>> Begin Task input
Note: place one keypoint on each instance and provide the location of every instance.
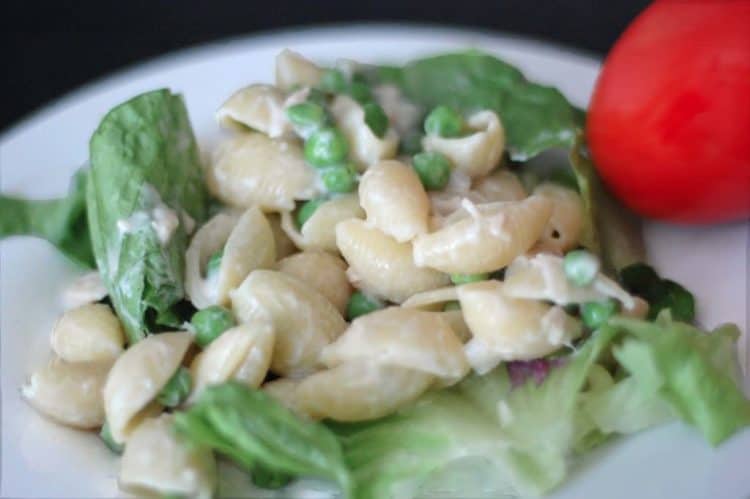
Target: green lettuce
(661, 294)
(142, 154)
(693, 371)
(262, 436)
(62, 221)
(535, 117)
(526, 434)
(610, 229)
>> End Task input
- [Task requirements]: Please scale every coordinate in the answers of the lines above by 1.95, rounding each result to a whole number with halves rounded up, and write all the lines out again with their requests included. Omit the pictures from your answer.

- [Result]:
Note: place one keypoint on each instance and provide the location of every instance.
Target: green lettuce
(1289, 573)
(277, 300)
(1351, 723)
(511, 850)
(121, 431)
(1043, 228)
(1026, 846)
(1190, 447)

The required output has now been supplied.